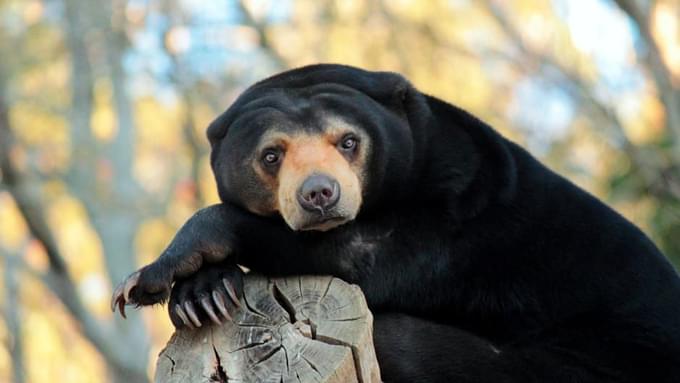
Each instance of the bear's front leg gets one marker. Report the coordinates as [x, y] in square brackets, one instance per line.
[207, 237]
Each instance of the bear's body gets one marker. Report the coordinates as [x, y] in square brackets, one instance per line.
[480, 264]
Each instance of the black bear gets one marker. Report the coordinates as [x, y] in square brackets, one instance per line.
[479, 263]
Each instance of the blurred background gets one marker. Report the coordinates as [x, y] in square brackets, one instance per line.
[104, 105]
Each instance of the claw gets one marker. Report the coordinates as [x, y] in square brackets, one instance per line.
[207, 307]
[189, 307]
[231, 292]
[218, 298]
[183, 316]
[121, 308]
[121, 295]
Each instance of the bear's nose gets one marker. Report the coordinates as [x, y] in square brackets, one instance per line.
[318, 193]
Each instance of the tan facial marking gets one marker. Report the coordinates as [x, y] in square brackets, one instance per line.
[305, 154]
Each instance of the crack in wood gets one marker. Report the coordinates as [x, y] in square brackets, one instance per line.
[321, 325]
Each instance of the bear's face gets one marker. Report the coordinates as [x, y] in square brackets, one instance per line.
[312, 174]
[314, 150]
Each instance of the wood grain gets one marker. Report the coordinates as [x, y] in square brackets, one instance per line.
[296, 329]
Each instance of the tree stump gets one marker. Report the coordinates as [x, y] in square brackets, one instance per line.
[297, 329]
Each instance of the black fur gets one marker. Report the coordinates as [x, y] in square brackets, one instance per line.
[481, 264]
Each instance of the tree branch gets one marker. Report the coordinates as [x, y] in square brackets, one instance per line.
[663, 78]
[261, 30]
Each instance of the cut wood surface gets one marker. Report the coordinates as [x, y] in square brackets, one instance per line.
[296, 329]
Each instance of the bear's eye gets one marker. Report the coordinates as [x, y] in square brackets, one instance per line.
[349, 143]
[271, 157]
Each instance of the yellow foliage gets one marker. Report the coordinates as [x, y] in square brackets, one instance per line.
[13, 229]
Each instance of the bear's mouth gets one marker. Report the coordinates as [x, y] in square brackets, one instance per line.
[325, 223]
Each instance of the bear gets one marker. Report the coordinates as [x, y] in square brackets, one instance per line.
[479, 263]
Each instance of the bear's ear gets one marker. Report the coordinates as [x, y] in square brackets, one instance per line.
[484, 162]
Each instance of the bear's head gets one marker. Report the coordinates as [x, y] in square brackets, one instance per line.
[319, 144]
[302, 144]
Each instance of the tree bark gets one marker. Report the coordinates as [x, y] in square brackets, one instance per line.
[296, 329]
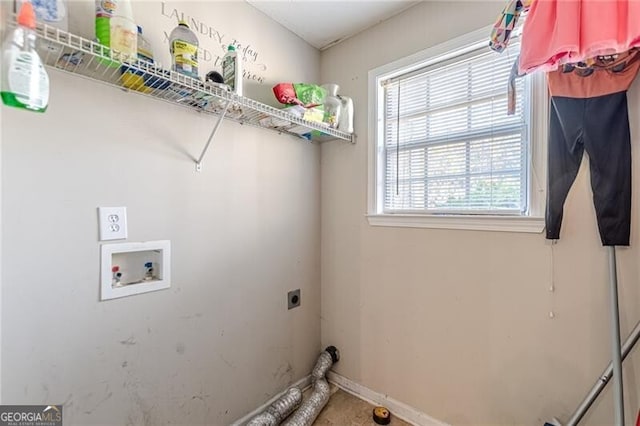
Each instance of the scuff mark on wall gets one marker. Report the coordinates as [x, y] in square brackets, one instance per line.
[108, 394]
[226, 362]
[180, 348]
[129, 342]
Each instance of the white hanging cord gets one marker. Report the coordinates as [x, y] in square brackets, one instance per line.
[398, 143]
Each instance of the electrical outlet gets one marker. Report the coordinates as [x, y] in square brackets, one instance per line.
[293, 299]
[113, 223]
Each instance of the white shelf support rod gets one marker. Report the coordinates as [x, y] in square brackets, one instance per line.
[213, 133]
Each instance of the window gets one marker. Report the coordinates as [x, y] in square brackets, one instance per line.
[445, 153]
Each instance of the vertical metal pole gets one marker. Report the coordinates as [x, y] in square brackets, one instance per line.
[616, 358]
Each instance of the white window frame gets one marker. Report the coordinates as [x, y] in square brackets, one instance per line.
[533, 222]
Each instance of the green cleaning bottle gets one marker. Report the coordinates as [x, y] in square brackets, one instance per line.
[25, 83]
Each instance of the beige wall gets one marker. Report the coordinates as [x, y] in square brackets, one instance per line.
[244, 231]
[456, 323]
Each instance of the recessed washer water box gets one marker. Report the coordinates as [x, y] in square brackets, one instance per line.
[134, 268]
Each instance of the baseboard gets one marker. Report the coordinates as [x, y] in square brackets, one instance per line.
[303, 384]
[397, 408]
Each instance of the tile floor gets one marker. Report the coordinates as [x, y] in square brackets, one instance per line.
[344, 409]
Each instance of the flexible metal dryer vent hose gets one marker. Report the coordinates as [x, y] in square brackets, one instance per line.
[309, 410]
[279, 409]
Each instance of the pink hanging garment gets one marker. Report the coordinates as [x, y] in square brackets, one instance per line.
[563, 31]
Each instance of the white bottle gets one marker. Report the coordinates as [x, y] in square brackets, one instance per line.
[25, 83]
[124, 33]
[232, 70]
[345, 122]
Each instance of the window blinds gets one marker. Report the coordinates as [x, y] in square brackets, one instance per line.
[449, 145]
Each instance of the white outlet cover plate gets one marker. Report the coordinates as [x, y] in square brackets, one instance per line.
===============
Omitting the images, copy the listing exactly.

## ANSWER TO THIS TASK
Each instance of the bear's front leg gets one marker. Report the coordinates as [x, y] in square brackets, one instance per line.
[207, 237]
Each instance of the bear's body gets one marker. Report the coordinates as [x, y] in square brackets, one instance per line.
[480, 264]
Each instance of the black bear gets one marker. Report the coordinates as [x, y] in square brackets, one instance per line.
[479, 263]
Each instance of the blurred background gets one marker. Report the coordinates as [x, y] in square brackets, one instance per line.
[104, 105]
Each instance of the claw gets one marker. Report the coordinates as [x, y] in square brackets, one instance per line.
[207, 307]
[189, 307]
[231, 292]
[218, 298]
[183, 316]
[121, 308]
[121, 295]
Each instance of the bear's nose gets one marker. Report the coordinates as [x, y] in square brackets, one instance per line.
[318, 193]
Each instance of the tan facial marking gets one marker. Report the coordinates as [x, y] in square brackets, one instance per line.
[305, 154]
Each instance of the crack in wood gets one marker. Report the coordinates as [x, y] in square brackets, one instance per line.
[321, 325]
Each instance of the bear's face gets one marker. Report the coordinates as [x, y] in square brackets, one instance per line.
[312, 174]
[314, 150]
Each instance of the wood grain gets one marker. Report the coordinates as [x, y] in square brackets, one instance per line.
[296, 329]
Each instance of the tree stump gets one marker. Report the coordinates as [x, y] in square brackets, one instance per line.
[297, 329]
Each instance of the black fur gets one marker. Report the coordinates as [x, y] in square brackets, one instance per line.
[481, 264]
Each instance of the tree branch gets one marker. Report the coordinates as [x, y] in square brackets, one instance per line.
[663, 78]
[261, 30]
Each instance of the cut wood surface gets one marker. Report the coordinates as [x, y] in square brackets, one instance per line.
[296, 329]
Each instance of the bear's eye gets one marker. Report the coordinates as [x, y] in square brackets, one instance per line.
[349, 143]
[271, 157]
Each instance of the yellow foliage gets one marker. Report the coordinates as [x, y] in square brackets, one instance per line.
[13, 229]
Each instance of the bear's mouth gets one marker. Report the coordinates as [x, y] in square brackets, one instance per line.
[325, 223]
Each instance of the bear gets one marker. Report the coordinates as [x, y] in square brackets, one instance per line.
[479, 263]
Each instance of the bear's ear gets one marker. Report the coordinates as [x, y] in square brackets, one instance per line.
[484, 162]
Each instance of the bear's head gets one marker. Report the coordinates as [x, y] in square brackets, one instance per line.
[319, 144]
[302, 144]
Each instance of the tree bark gets one marker. Report the coordinates as [x, y] in square brackets, one instance per line.
[296, 329]
Each instance of the scuff mark on wall gets one marker. Report the coordinates as [x, y] in square brackets, one instance per line.
[108, 394]
[226, 362]
[180, 348]
[129, 342]
Each instance of the white hanging cord gets one marker. Report the coordinates as [x, y] in square brackets, one instance per line.
[398, 143]
Each instance of the electrical outlet gets one marker. Report the coordinates as [x, y] in square brackets, one instance per line.
[293, 299]
[113, 223]
Each instance of the white shelf support rod gets one marker. Report the coordinates as [x, y] in square brackets, one instance per line.
[213, 133]
Each instance of the window gets one marker. Report the coordinates as [x, y] in square brackets, one instance per line.
[445, 153]
Each instance of the vertical metal pole gets one marker. Report the coordinates as [x, y] in square brackets, one instance per line.
[616, 358]
Each instance of the white window frame gets one marker. Report the coordinates as [x, y] in square brackets, one instance per line.
[533, 222]
Each instance of the green cleaning bottle gets one marker. Report the coordinates as [x, y] in square brackets, one instance per line.
[25, 83]
Each instance of the beige wall gets one marker. Report the coordinates as [x, y] in square brackets, one instance per line.
[244, 231]
[456, 323]
Each instance of the recessed washer water box gets one marker. Report the coordinates as [x, y] in square brackets, one instance per line.
[134, 268]
Each instance of the baseboard gets one marker. Report the coordinates as [x, y] in square brackets, one instance per line.
[303, 384]
[397, 408]
Each instance of the tile floor gets one marker. Report the coordinates as [x, y] in square brackets, one instance per line.
[344, 409]
Each instance of the flexible metal dryer vent hose gets one marker. Report the coordinates as [x, y] in square brackets, one instance per line.
[309, 410]
[279, 409]
Each instance of the pink hanging garment gets one marker. Report the coordinates as [x, y] in square brackets, one instance per line.
[563, 31]
Each instance of the white bottle gets one marker. Report the coordinates as [x, y] in square brackets, one instance per line.
[25, 83]
[124, 33]
[232, 70]
[345, 122]
Each instance of the window blinds gets one marker. Report the coordinates as [x, y] in square brackets, one instance per line.
[449, 145]
Each instance of the white outlet cover plate gets one marker. Report the coordinates as [x, y] in square brackets, one instance per line.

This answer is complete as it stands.